This page contains Generative AI glossary terms. For all glossary terms, click here.
A
automatic evaluation
Using software to judge the quality of a model's output.
When model output is relatively straightforward, a script or program can compare the model's output to a golden response. This type of automatic evaluation is sometimes called programmatic evaluation. Metrics such as ROUGE or BLEU are often useful for programmatic evaluation.
When model output is complex or has no one right answer, a separate ML program called an autorater sometimes performs the automatic evaluation.
Contrast with human evaluation.
autorater evaluation
A hybrid mechanism for judging the quality of a generative AI model's output that combines human evaluation with automatic evaluation. An autorater is an ML model trained on data created by human evaluation. Ideally, an autorater learns to mimic a human evaluator.Prebuilt autoraters are available, but the best autoraters are fine-tuned specifically to the task you are evaluating.
auto-regressive model
A model that infers a prediction based on its own previous predictions. For example, auto-regressive language models predict the next token based on the previously predicted tokens. All Transformer-based large language models are auto-regressive.
In contrast, GAN-based image models are usually not auto-regressive since they generate an image in a single forward-pass and not iteratively in steps. However, certain image generation models are auto-regressive because they generate an image in steps.

Work required: Return the part of the generative AI glossary between "When model output is complex" and "with human evaluation.", inclusive, copied word for word. The data that comes next is from a different source.

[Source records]

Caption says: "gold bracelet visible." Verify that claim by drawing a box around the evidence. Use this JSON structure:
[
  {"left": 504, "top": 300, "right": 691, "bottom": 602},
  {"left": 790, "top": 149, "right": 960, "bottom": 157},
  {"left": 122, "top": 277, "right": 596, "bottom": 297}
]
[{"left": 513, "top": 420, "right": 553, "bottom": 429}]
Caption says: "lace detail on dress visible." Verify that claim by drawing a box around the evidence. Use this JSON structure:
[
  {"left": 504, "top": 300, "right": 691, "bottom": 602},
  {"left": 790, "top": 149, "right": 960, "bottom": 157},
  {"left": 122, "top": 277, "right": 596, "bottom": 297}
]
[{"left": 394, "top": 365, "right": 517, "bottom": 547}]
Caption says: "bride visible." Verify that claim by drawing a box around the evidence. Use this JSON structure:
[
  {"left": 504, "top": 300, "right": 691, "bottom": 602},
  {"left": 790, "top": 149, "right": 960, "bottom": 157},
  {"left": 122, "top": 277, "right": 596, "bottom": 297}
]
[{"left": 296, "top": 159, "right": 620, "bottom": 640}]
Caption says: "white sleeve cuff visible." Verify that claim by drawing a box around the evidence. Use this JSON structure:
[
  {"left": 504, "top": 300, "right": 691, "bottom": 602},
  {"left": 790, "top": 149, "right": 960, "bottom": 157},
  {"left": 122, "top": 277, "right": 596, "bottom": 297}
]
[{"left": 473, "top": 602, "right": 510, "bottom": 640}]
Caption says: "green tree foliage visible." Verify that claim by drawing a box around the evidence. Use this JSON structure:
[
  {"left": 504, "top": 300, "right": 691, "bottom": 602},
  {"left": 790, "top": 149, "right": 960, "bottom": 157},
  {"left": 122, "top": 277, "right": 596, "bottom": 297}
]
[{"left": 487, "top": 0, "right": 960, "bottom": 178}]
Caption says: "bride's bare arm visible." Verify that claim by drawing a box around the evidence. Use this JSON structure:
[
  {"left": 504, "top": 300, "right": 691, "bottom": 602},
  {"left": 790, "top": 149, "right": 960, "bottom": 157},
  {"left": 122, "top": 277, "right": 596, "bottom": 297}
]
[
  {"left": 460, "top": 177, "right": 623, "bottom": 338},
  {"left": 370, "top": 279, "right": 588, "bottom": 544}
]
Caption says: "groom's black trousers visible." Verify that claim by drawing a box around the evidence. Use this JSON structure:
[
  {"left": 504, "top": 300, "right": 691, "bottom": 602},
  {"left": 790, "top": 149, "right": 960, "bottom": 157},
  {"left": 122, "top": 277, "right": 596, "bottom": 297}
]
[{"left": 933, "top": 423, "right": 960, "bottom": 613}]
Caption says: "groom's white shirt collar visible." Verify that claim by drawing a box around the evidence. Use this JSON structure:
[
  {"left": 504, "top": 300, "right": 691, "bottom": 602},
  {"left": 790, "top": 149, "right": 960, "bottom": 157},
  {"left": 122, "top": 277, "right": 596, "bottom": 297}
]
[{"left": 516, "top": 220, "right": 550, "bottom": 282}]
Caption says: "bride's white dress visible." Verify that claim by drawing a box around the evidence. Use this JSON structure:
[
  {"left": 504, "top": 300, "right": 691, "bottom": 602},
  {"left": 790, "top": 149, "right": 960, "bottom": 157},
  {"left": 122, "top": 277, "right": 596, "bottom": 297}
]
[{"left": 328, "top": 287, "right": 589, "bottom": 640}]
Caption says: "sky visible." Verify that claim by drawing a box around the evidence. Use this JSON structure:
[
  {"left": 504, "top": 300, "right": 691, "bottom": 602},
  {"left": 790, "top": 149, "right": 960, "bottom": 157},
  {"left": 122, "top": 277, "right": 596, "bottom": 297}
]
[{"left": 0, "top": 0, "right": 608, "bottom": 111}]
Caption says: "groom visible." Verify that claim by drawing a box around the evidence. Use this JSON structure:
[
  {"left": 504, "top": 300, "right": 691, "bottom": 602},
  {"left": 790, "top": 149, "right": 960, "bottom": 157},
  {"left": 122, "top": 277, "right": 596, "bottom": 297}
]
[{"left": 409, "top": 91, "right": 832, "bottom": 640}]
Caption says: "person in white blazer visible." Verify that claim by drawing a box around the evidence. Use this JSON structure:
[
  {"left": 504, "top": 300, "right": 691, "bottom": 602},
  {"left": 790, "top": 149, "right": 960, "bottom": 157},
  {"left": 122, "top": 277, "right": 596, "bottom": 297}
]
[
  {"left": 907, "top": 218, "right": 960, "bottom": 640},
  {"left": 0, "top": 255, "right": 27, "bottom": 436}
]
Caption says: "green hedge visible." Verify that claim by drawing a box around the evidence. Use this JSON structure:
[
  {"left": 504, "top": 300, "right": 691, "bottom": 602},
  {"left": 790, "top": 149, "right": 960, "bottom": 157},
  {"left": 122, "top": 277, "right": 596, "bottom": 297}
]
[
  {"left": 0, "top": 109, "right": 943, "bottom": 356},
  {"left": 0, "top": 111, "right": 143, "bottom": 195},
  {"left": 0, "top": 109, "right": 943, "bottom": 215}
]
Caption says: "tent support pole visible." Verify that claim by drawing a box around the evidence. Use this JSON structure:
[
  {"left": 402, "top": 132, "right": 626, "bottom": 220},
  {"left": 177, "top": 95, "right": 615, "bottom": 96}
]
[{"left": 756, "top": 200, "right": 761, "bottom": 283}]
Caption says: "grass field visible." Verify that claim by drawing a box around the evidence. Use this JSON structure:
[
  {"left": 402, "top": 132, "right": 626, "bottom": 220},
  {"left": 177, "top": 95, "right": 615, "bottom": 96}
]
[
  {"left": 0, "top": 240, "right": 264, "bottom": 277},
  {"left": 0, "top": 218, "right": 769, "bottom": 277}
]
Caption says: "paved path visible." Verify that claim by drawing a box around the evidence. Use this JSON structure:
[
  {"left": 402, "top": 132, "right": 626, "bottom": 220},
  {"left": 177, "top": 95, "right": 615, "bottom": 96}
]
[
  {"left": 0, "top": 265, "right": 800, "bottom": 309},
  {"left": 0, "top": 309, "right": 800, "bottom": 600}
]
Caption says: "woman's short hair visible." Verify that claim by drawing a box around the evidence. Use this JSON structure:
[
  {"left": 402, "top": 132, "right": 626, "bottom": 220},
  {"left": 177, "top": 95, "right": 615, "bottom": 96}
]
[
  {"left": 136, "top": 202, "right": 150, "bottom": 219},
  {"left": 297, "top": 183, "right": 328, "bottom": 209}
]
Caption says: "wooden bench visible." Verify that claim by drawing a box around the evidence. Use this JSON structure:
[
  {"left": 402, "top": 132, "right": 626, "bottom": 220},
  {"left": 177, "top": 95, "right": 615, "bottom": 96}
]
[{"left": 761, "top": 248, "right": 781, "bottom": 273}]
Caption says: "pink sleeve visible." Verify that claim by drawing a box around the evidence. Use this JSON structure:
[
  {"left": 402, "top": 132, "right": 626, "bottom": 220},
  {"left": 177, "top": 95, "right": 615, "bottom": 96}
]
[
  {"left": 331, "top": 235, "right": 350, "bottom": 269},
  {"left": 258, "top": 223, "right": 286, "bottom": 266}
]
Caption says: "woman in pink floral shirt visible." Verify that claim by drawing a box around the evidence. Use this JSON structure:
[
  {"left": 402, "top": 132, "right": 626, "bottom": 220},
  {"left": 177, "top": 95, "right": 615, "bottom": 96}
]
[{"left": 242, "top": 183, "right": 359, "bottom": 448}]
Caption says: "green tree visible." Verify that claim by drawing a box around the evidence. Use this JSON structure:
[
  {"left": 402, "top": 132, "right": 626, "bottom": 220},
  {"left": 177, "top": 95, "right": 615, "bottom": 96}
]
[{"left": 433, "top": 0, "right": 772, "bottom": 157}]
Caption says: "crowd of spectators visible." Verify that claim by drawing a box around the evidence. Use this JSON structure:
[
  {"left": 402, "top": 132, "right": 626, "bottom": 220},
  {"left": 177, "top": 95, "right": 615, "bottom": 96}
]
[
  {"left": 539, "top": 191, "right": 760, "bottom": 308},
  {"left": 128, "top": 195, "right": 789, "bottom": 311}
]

Solution:
When model output is complex or has no one right answer, a separate ML program called an autorater sometimes performs the automatic evaluation.
Contrast with human evaluation.